Raw records:
________________

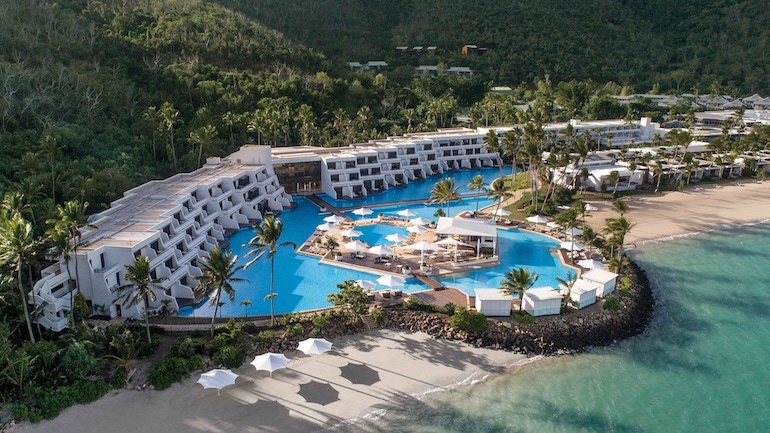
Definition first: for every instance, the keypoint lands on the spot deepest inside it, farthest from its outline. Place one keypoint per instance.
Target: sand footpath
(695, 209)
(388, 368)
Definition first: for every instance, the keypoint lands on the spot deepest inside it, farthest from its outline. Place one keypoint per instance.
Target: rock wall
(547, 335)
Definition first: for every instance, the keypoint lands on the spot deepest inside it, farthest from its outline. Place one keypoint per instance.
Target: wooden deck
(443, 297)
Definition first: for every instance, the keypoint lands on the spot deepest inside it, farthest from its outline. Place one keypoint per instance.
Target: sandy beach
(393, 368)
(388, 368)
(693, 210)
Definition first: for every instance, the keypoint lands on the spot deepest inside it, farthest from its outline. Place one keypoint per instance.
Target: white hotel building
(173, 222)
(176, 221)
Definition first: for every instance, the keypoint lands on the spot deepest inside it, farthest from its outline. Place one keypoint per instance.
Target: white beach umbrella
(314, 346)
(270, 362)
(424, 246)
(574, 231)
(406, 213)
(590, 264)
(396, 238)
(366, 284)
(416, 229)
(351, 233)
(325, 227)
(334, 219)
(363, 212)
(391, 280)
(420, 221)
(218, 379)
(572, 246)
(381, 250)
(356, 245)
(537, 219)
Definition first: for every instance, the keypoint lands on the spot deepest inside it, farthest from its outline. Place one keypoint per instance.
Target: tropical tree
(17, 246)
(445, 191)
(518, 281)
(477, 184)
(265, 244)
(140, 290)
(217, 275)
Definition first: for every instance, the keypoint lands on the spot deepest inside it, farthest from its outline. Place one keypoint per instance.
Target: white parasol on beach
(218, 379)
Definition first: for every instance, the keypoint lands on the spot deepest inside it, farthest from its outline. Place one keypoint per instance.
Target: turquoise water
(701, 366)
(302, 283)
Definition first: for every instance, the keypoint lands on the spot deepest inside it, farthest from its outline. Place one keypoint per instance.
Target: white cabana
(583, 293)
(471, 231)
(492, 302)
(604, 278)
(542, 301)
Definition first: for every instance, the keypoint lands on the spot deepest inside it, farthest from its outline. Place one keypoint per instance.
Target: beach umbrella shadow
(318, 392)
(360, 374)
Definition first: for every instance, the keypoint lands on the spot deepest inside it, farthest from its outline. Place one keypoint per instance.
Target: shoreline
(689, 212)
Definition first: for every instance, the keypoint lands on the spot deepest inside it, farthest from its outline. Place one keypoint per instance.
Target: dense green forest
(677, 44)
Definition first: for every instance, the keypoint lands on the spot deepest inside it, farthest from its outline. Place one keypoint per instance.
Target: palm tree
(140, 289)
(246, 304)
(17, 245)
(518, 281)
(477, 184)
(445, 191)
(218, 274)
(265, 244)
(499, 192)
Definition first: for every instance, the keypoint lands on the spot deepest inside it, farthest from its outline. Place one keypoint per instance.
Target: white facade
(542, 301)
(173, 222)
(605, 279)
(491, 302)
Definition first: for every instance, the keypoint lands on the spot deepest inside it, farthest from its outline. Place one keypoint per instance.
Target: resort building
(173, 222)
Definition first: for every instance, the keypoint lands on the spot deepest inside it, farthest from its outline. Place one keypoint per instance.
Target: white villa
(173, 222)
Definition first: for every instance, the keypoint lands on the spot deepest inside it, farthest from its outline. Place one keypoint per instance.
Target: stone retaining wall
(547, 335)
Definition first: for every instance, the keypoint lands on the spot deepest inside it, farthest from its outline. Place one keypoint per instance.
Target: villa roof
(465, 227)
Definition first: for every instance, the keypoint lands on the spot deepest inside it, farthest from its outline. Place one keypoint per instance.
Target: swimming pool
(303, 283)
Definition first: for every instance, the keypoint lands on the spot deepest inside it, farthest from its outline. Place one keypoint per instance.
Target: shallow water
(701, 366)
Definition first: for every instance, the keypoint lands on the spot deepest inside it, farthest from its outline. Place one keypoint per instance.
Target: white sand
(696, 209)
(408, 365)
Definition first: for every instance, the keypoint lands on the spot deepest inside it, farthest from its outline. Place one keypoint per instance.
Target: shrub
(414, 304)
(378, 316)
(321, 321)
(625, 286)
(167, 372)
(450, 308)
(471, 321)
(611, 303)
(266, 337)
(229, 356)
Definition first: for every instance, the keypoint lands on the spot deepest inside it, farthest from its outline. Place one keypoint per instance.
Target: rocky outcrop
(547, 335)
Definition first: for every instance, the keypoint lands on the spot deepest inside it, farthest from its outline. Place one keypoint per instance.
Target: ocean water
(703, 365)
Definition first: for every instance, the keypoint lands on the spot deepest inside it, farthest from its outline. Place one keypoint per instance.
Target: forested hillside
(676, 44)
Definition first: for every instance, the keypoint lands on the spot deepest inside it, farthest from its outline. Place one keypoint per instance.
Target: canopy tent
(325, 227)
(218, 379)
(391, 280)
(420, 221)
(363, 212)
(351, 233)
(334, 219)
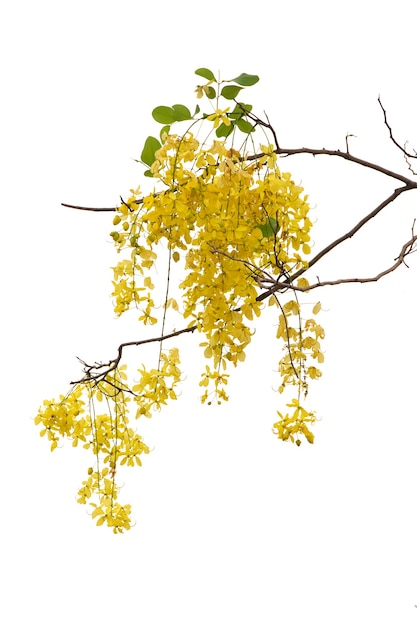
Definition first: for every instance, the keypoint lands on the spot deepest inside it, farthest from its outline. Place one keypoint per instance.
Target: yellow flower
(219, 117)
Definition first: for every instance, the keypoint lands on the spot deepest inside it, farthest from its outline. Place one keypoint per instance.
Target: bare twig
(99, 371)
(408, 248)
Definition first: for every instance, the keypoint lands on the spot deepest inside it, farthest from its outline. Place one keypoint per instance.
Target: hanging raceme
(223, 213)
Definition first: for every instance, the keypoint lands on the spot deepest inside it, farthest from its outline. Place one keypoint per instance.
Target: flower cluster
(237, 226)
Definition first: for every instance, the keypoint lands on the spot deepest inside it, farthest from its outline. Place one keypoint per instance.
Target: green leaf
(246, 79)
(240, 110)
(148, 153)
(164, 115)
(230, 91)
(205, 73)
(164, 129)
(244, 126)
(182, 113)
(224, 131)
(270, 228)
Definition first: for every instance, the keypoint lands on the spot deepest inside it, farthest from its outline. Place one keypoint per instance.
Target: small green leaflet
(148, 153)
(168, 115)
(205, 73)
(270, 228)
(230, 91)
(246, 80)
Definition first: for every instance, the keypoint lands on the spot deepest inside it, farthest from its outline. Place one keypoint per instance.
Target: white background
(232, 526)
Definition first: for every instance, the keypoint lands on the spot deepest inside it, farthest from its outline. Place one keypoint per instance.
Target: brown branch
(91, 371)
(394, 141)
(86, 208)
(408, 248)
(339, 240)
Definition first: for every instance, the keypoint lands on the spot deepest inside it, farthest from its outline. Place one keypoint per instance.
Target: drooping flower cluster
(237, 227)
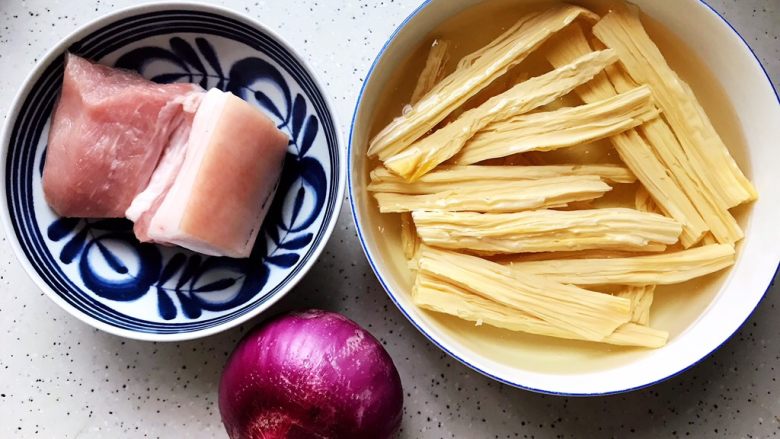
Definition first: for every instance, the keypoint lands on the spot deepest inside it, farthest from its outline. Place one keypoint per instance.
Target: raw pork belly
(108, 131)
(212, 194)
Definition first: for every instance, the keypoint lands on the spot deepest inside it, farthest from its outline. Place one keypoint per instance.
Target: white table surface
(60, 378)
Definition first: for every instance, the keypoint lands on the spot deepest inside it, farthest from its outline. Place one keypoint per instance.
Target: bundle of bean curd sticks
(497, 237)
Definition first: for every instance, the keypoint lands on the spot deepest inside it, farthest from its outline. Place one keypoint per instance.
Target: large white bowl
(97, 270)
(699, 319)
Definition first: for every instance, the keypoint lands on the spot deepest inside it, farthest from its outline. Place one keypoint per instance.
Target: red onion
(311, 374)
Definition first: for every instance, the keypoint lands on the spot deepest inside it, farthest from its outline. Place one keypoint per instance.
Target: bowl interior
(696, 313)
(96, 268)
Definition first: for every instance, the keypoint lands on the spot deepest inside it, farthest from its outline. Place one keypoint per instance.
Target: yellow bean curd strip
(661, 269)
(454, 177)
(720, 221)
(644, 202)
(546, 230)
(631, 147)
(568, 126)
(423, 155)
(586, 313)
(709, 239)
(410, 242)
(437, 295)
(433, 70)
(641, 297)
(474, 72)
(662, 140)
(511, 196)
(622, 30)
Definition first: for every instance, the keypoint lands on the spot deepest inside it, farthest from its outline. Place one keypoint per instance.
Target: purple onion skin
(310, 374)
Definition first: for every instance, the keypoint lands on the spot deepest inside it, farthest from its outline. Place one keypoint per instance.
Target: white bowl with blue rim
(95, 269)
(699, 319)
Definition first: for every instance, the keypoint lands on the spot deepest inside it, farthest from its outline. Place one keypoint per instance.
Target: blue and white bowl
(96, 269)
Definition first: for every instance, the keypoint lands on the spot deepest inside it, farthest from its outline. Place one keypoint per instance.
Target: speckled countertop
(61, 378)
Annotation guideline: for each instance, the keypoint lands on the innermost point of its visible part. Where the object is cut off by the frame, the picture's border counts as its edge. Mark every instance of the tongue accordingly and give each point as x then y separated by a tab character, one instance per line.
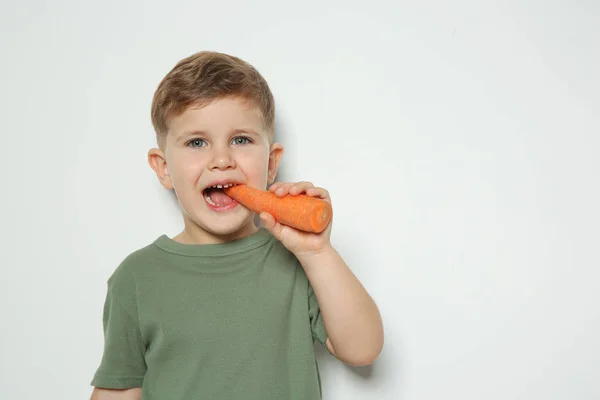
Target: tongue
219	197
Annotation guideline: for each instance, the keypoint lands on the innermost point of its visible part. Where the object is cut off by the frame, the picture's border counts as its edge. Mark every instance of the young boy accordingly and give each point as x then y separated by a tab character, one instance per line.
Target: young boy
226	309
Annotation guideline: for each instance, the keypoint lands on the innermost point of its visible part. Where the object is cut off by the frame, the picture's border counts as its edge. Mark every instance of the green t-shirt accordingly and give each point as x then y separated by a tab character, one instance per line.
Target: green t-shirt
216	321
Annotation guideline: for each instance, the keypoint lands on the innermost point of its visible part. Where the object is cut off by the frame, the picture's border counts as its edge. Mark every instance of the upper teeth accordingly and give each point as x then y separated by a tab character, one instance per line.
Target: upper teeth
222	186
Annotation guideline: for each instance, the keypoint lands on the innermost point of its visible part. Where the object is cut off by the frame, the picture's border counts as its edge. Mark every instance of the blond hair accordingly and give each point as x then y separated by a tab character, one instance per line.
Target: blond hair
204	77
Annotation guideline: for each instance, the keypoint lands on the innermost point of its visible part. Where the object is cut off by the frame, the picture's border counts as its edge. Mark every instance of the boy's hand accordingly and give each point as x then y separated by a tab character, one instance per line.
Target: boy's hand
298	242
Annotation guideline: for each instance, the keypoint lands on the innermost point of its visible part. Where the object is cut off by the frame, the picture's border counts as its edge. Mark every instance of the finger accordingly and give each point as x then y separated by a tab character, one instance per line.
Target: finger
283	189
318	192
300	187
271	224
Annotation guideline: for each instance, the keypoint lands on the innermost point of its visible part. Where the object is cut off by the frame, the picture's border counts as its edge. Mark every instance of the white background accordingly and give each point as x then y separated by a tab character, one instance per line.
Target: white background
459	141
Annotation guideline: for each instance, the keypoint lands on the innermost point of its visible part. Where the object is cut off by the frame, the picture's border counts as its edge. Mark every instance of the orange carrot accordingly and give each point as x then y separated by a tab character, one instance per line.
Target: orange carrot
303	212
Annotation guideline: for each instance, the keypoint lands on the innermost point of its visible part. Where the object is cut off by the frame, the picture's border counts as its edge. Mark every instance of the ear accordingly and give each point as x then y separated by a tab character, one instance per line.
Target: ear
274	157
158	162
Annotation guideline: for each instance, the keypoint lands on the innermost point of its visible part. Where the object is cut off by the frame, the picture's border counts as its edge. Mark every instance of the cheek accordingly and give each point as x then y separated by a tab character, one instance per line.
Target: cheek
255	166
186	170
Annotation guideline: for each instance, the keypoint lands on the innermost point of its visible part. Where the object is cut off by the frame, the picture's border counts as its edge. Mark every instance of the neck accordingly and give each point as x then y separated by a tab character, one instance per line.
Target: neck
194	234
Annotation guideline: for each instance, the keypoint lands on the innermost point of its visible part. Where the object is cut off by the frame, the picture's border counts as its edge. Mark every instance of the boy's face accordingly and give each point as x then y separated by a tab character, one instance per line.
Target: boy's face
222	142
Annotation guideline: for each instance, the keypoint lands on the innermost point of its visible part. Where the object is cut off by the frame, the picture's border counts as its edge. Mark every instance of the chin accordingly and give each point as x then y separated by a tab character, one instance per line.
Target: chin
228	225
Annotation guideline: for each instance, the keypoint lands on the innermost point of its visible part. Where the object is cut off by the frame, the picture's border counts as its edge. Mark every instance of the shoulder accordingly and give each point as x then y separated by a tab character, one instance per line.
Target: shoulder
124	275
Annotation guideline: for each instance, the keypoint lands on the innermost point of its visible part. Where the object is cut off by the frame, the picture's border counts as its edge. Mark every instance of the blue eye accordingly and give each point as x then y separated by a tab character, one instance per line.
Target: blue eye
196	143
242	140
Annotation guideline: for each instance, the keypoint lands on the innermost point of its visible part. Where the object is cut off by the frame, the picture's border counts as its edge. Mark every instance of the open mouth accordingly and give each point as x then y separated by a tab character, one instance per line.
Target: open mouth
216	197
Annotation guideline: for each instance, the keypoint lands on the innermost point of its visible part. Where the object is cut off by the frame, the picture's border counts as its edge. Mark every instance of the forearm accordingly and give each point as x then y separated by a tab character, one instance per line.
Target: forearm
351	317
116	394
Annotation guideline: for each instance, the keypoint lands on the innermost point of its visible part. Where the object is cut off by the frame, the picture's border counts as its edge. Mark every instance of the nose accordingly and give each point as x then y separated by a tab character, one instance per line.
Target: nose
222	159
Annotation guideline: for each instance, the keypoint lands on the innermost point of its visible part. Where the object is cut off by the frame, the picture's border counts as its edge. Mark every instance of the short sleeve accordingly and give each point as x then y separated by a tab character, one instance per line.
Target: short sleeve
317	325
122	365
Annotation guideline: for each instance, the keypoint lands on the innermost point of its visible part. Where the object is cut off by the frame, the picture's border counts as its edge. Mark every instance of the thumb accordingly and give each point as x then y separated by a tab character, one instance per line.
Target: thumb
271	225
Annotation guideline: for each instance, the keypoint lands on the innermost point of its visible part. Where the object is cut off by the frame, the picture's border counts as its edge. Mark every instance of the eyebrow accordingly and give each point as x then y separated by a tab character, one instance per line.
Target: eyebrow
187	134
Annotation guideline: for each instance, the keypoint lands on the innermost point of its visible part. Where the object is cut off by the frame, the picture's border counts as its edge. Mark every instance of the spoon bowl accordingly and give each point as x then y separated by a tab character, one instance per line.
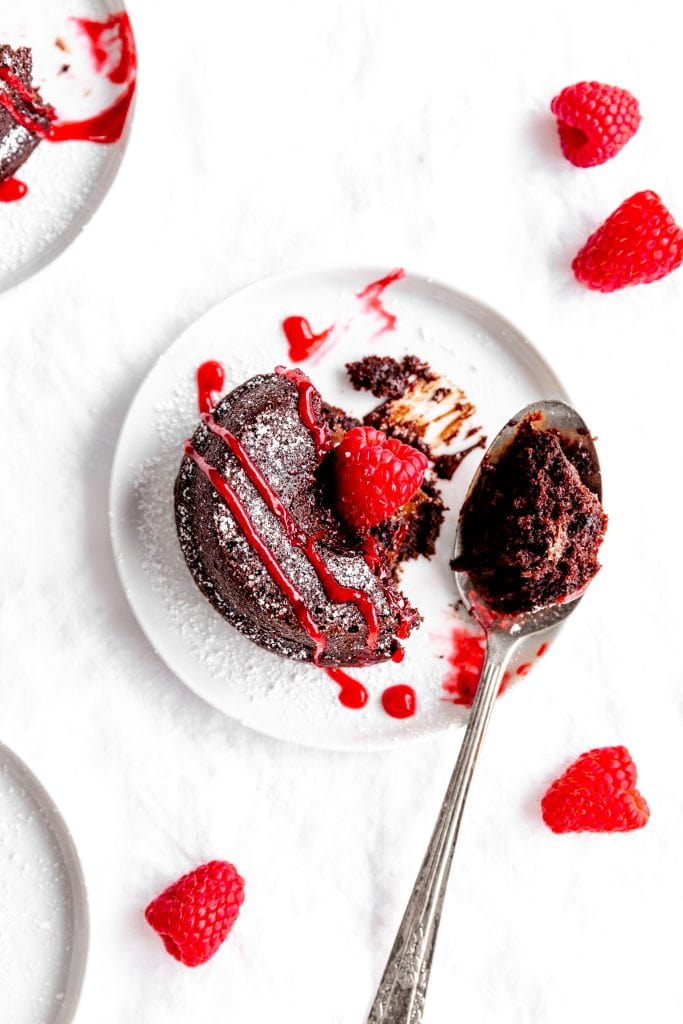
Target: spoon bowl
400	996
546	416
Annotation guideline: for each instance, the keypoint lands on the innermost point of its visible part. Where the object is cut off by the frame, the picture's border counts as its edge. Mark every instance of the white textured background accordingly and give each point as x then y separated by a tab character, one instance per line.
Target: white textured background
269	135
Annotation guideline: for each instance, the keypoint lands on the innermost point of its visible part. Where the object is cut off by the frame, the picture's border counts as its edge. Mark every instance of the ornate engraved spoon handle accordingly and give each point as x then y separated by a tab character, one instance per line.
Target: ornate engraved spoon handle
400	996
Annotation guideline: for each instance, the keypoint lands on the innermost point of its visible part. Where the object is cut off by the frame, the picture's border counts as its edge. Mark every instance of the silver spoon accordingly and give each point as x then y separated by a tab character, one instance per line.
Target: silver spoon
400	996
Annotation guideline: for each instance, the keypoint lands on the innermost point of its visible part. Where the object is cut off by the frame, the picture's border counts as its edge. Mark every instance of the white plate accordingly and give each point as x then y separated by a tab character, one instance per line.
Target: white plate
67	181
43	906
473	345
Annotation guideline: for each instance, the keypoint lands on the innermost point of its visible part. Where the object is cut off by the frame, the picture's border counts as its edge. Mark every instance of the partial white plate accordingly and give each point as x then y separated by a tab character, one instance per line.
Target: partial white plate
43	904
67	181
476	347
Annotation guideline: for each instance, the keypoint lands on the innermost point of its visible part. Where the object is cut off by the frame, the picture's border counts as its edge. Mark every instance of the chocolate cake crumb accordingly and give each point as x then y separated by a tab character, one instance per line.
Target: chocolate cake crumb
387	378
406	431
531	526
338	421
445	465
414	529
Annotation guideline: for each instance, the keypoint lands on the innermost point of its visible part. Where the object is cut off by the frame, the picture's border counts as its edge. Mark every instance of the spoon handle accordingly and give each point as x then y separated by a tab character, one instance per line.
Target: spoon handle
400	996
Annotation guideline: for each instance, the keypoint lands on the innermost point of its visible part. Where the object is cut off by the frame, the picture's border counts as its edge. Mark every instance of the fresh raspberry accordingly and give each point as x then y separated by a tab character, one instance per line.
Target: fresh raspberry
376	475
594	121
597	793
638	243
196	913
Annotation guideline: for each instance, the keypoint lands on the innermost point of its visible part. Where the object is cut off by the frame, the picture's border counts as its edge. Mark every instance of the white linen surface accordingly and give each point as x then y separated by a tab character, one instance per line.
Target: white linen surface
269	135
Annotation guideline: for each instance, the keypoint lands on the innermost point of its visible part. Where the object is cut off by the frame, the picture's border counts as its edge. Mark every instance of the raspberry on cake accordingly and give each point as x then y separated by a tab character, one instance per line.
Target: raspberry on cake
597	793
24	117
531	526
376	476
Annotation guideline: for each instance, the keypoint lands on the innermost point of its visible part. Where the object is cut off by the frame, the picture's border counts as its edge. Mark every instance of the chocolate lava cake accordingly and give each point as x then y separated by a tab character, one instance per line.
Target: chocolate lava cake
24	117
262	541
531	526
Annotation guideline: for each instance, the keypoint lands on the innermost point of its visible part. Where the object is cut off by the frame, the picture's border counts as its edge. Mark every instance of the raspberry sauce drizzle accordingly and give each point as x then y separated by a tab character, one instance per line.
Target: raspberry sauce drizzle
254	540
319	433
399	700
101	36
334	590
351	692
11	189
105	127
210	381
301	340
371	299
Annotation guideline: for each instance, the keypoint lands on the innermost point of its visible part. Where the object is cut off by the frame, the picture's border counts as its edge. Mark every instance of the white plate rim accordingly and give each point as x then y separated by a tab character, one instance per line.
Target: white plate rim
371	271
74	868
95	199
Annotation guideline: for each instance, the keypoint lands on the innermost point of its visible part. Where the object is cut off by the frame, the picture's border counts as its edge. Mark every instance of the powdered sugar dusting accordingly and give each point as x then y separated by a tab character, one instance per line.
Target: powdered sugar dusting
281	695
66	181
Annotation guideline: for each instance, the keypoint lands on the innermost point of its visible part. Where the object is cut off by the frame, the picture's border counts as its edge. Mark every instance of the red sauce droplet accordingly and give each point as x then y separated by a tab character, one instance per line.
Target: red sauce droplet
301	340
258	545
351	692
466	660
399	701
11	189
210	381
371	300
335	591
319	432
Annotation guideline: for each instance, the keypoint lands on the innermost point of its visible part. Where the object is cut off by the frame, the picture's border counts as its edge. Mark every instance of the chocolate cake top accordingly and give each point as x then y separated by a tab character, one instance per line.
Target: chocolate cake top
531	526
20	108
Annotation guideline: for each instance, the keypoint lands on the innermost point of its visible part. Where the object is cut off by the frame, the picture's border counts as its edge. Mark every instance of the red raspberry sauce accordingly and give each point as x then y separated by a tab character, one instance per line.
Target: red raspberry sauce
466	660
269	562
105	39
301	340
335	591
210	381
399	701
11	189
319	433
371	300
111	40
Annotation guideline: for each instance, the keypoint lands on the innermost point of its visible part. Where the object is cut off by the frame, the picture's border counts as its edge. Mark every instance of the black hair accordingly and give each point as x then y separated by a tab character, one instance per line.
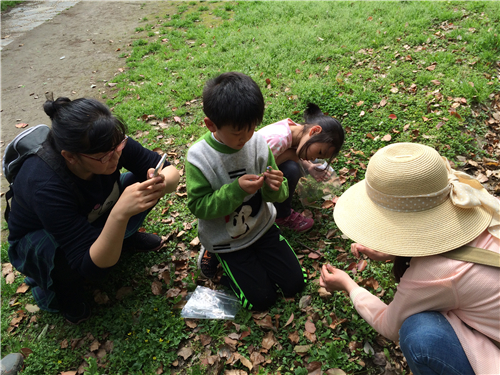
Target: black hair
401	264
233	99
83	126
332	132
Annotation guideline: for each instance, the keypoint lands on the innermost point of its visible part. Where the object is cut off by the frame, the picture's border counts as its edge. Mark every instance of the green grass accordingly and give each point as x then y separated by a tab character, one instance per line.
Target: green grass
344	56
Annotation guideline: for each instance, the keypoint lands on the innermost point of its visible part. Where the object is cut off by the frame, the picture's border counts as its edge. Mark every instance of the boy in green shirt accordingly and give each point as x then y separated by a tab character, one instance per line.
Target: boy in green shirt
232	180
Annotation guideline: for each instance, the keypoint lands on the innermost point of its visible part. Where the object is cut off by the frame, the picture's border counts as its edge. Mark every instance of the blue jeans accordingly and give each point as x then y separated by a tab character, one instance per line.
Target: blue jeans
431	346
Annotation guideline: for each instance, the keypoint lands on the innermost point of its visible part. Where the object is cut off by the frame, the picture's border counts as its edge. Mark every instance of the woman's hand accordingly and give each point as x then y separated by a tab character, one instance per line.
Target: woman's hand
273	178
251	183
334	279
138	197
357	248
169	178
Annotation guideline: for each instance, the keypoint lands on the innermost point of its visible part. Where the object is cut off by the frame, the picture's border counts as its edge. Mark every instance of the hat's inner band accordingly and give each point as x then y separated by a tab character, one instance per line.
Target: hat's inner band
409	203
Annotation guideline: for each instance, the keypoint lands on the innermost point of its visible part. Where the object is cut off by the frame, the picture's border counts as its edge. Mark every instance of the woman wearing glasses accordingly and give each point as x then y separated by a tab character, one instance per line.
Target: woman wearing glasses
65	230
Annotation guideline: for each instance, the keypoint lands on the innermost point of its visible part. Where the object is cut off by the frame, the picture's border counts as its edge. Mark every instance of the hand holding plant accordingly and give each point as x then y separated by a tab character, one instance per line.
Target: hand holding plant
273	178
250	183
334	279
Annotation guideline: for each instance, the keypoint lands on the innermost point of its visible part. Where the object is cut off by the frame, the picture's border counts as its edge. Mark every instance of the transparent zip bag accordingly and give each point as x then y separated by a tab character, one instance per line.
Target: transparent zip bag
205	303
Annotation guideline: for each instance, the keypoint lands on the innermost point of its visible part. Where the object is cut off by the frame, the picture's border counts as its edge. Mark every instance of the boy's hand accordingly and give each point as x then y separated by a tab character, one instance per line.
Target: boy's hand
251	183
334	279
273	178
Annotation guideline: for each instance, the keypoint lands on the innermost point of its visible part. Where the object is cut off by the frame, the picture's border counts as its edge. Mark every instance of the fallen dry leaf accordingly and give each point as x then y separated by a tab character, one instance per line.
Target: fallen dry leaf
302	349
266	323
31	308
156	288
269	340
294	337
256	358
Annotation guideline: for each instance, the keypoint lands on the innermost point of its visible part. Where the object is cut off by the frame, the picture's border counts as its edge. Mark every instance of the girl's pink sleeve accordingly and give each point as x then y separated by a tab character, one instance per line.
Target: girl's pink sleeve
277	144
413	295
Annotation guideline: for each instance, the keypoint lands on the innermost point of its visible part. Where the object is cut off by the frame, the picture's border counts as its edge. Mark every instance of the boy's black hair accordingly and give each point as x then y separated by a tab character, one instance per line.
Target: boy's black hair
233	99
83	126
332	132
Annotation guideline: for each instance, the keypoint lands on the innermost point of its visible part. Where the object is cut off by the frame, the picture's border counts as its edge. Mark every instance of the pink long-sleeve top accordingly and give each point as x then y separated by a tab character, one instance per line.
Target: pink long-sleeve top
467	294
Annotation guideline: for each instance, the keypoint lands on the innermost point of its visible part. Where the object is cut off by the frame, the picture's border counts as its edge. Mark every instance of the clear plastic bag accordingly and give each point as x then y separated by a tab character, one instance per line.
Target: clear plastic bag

________________

Your instructions: Set down exactly what runs from the line with "of the girl's" to the last line of the data above, including both of those lines and no others.

Response to this exercise:
Annotation guideline: for each instance, the keypoint lands on the innermost point of its visible part. Where the object is cut off by the frame, the picture's border counts as its edge. Mark every instance of the girl's pink sleeve accordingly and give each point as x then y separated by a tab character, one instance per line.
Target: girl's pink sleeve
277	144
413	295
Annotation guideline: for each instance, the keypoint lands on the innermost point of its visible part. Where the object is cut off by the frame, the picture's border counts as its edge. Mark every instance of the boy's black hair accordingly and give each point as x then y separated by a tab character, one instance per line.
Target: boy's black hair
233	99
83	126
332	132
Annotation guideline: for each instance, the keypoint lands on the innermost point of its visible part. Where the object is cut off by the frame, the picture's border counts as its edge. Mark every instance of the pink long-sleeve top accordingly and give each point as x then y separated by a tab character, one instance per line.
Target: pink long-sleeve top
467	294
Annotation guideline: for each instance, the keypoint lands on the innermost point of its visible part. Where the object is cut off by the frame, the picture's border counts as its edge. Mark every instance of the clear plastic bag accordingly and give each point as x then y separated by a tab character, one instance per line.
Target: clear plastic bag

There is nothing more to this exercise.